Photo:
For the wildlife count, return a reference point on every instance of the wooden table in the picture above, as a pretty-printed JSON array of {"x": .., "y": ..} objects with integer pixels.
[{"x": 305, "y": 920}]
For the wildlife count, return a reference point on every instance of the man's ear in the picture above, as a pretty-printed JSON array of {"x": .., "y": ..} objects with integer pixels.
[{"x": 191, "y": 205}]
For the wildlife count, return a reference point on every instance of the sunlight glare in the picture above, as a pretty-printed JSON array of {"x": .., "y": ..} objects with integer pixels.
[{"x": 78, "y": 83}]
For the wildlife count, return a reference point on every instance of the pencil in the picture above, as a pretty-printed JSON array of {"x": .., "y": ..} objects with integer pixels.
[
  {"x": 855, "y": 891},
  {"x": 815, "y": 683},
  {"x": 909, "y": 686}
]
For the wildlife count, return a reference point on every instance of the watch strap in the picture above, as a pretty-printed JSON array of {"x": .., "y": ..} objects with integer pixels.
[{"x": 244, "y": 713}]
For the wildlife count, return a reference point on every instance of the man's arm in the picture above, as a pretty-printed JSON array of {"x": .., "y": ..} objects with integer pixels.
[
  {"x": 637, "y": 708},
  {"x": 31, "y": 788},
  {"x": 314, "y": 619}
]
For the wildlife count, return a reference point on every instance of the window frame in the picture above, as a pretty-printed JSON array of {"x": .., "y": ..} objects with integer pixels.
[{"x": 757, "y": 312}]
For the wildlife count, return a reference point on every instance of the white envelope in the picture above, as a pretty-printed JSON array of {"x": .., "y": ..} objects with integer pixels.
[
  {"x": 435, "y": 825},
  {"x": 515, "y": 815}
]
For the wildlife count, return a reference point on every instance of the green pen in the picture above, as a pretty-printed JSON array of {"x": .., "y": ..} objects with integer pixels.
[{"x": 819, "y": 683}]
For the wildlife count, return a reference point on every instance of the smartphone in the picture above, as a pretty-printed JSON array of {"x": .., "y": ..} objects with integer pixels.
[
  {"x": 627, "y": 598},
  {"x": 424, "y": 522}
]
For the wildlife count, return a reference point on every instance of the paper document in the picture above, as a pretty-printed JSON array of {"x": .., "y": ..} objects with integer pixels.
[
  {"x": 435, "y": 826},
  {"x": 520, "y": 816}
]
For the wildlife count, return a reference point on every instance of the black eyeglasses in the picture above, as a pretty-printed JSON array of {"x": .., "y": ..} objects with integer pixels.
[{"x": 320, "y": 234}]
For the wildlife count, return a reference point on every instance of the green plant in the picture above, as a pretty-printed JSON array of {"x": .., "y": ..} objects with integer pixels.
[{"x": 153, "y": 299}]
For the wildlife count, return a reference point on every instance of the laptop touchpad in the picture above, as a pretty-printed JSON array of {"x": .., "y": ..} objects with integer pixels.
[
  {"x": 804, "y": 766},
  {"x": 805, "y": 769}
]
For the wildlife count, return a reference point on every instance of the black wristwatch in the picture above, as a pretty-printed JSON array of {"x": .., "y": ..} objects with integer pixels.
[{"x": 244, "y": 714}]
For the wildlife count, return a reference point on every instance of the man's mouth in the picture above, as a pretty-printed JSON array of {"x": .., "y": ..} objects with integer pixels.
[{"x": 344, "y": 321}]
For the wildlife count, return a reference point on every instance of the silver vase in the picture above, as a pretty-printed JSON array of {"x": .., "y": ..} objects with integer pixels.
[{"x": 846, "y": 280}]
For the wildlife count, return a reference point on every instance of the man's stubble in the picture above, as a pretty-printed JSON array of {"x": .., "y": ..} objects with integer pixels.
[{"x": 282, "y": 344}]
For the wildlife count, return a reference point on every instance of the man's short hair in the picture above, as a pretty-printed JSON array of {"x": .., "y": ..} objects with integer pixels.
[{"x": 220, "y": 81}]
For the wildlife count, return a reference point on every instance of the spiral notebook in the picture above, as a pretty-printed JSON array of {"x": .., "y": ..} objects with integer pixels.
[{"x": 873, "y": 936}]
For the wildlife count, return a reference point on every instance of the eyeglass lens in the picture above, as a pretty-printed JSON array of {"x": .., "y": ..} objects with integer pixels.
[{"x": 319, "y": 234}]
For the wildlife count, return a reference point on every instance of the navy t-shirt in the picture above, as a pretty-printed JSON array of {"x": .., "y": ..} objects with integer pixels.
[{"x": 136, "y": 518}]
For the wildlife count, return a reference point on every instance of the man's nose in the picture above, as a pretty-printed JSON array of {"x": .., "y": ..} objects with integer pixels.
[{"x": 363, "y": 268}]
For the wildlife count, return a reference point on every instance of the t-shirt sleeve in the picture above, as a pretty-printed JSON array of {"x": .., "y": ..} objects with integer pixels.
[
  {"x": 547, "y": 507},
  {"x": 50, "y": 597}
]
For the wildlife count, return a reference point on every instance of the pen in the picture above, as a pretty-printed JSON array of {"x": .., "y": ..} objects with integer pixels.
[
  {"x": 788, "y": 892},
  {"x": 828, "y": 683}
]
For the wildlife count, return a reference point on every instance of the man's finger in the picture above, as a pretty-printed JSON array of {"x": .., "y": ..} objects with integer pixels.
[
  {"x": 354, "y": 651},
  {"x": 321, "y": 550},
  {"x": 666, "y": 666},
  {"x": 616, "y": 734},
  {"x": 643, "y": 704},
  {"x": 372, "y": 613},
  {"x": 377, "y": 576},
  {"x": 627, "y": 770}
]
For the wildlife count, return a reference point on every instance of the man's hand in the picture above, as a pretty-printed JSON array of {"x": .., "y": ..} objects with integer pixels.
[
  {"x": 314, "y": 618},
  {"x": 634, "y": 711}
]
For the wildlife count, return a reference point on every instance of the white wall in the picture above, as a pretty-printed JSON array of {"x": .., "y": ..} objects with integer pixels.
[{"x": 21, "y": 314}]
# # #
§ **EXERCISE REQUIREMENTS**:
Return the listing. Match it exactly.

§ **ANSWER SPACE**:
Photo:
For the wildlife count, return a reference point on every instance of the wooden table in the picture above, as a pretty-printed JSON array of {"x": .., "y": ..} objects with integer pixels.
[{"x": 305, "y": 920}]
For the wildlife count, return a reference point on every instance of the man's ear in the picture above, as a pretty-printed JSON array of {"x": .., "y": ..} objects with integer pixels.
[{"x": 191, "y": 205}]
For the wildlife count, return a reference point on every instance of the sunlight glare in the picture above, as a pretty-printed JSON array of {"x": .., "y": ..} objects with integer pixels.
[{"x": 78, "y": 83}]
For the wildlife count, return a reference point on every instance of the pencil in the picture above, as a pretty-printed JSON array of {"x": .., "y": ..} objects with integer pixels.
[
  {"x": 855, "y": 891},
  {"x": 815, "y": 683},
  {"x": 909, "y": 686}
]
For the wildlife count, return a reference point on every instance of the watch strap in the picture above, as a pretty-printed JSON array of {"x": .., "y": ..} objects with integer pixels.
[{"x": 244, "y": 713}]
For the wildlife count, return a reference point on every instance of the man's arm in the picture above, as a pretty-printed JSON array of {"x": .., "y": ..} objects with integer pixels.
[
  {"x": 637, "y": 708},
  {"x": 31, "y": 788},
  {"x": 314, "y": 619}
]
For the wildlife count, return a reference point on every instance of the window frame in the picture above, as a pretty-printed JSON array of {"x": .., "y": ..} objects with integer pixels.
[{"x": 757, "y": 312}]
For the wildlife count, return a reference point on every instance of the white envelope in the picture above, as a pretty-printed JSON array of {"x": .., "y": ..} objects with integer pixels.
[
  {"x": 435, "y": 825},
  {"x": 515, "y": 815}
]
For the wildlife count, return a reference point on every instance of the green pen in the picture above, as a pretty-printed JSON array of {"x": .., "y": ..} objects with integer pixels.
[{"x": 819, "y": 683}]
For the wildlife count, return a reference point on every instance of the smartphone in the picture above, as a pretty-printed JSON array of {"x": .., "y": ..} objects with integer pixels.
[
  {"x": 627, "y": 598},
  {"x": 424, "y": 522}
]
For the wildlife count, return a reference point on every instance of the paper document in the picture above, as a pretty-printed JSON array of {"x": .., "y": ..} objects with integer pixels.
[
  {"x": 435, "y": 826},
  {"x": 520, "y": 816}
]
For the wildlife count, return a reference point on every instance of the black eyeglasses in the picture above, as a pretty-printed JSON array of {"x": .., "y": ..} objects with integer pixels.
[{"x": 320, "y": 234}]
For the wildlife count, return a reference point on every instance of the green plant in the picture above, as a pretty-printed JSON array of {"x": .., "y": ..} objects with integer pixels.
[{"x": 153, "y": 299}]
For the wildlife count, return a reference point on every instance of the laptop touchpad in the picture above, as a pretty-printed JSON array of {"x": .., "y": ..} objects with integer pixels.
[
  {"x": 804, "y": 766},
  {"x": 805, "y": 769}
]
For the wildlife count, return a reference point on every instance of the black wristwatch in the picture above, as a pretty-printed JSON array of {"x": .., "y": ..} objects with integer pixels.
[{"x": 244, "y": 714}]
For the wildlife count, return a reference point on every instance of the man's mouth in the picture above, as a pretty-printed JSON array of {"x": .., "y": ..} objects with integer pixels.
[{"x": 344, "y": 321}]
For the wildlife count, return a reference point on every instance of the silver vase in the picture above, as a pretty-printed JSON array of {"x": .., "y": ..} objects with integer pixels.
[{"x": 846, "y": 280}]
For the wildlife count, return a reference point on every instance of the man's stubble in the picture above, as a pretty-printed JSON array of {"x": .., "y": ..} objects with integer pixels.
[{"x": 282, "y": 344}]
For the wildlife count, return a reference point on every instance of the man's short hair in the picture above, as a pretty-printed JSON array of {"x": .., "y": ..} objects with integer pixels.
[{"x": 220, "y": 81}]
For the wildlife count, return a reference point on every instance of the spiral notebook in the picture above, as a pretty-printed JSON array of {"x": .., "y": ..} objects with integer pixels.
[{"x": 873, "y": 936}]
For the wildlife count, return a reference point on every instance of the eyeglass lens in the picture above, as a pretty-printed JSON array of {"x": .., "y": ..} objects with integer pixels.
[{"x": 319, "y": 234}]
For the wildlife count, return a reference point on every instance of the navy t-shirt in the picture above, as a pretty-printed JSON array of {"x": .., "y": ..} objects with integer pixels.
[{"x": 136, "y": 518}]
For the wildlife count, return a reference point on every instance of the man's nose in the picture above, as a pretty-printed JSON array of {"x": .., "y": ..} objects with integer pixels.
[{"x": 363, "y": 268}]
For the wildlife count, return a reference point on every instance of the t-shirt sleeve in the picture above, as a pretty-printed JSON array of {"x": .., "y": ..} objects with integer pixels.
[
  {"x": 547, "y": 507},
  {"x": 50, "y": 597}
]
For the wildlife count, return a reference point on every instance of the pen in the picture above, as a pretty-printed JSON array of {"x": .., "y": ..} objects with integer pixels.
[
  {"x": 788, "y": 892},
  {"x": 828, "y": 683}
]
For the wildlife count, return a reference point on every instance of the man's finger in the picture above, as a pretty-printed JSON array of {"x": .., "y": ..} objects with integer pixels.
[
  {"x": 354, "y": 651},
  {"x": 321, "y": 550},
  {"x": 666, "y": 666},
  {"x": 616, "y": 734},
  {"x": 643, "y": 704},
  {"x": 372, "y": 613},
  {"x": 377, "y": 576},
  {"x": 627, "y": 770}
]
For the wildlife count, return a reference point on every instance of the man's hand in the picture above, as a pretty-printed JSON array of {"x": .., "y": ..} objects with integer pixels.
[
  {"x": 314, "y": 618},
  {"x": 634, "y": 711}
]
For the wildlife count, return a reference point on every instance of the white wall in the picture above, as a pretty-printed JSON array of {"x": .., "y": ..} objects with integer pixels.
[{"x": 21, "y": 314}]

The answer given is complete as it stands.